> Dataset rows
========

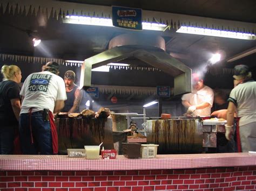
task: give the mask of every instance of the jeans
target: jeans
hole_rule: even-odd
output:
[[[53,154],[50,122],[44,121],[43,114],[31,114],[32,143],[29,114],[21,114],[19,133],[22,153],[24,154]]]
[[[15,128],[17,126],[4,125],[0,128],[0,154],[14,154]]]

========

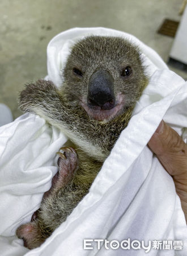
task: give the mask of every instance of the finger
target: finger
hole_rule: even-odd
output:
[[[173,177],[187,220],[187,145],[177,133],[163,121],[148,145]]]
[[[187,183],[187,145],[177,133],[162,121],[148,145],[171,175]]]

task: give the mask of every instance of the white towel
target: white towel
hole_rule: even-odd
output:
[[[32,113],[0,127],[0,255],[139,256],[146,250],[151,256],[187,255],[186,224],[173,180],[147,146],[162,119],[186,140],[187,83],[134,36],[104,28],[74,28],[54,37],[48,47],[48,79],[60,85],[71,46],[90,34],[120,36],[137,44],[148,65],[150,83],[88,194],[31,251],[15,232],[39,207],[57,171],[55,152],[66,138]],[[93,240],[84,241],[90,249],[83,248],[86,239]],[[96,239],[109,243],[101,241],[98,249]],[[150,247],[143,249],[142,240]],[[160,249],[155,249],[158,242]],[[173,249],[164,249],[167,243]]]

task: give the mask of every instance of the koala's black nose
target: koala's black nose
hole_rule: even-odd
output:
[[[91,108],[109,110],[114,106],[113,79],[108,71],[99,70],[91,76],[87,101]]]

========

> What this task involves
Copy, character for character, the lines of the listing from the line containing "task: give the mask of every instance of the jeans" through the line containing "[[[15,128],[17,126],[4,125],[0,128],[0,154],[14,154]]]", inclusive.

> Full answer
task: give the mask of every instance of the jeans
target: jeans
hole_rule: even-odd
output:
[[[53,154],[50,122],[44,121],[43,114],[31,114],[32,143],[29,114],[21,114],[19,133],[22,153],[24,154]]]
[[[15,128],[17,126],[4,125],[0,128],[0,154],[14,154]]]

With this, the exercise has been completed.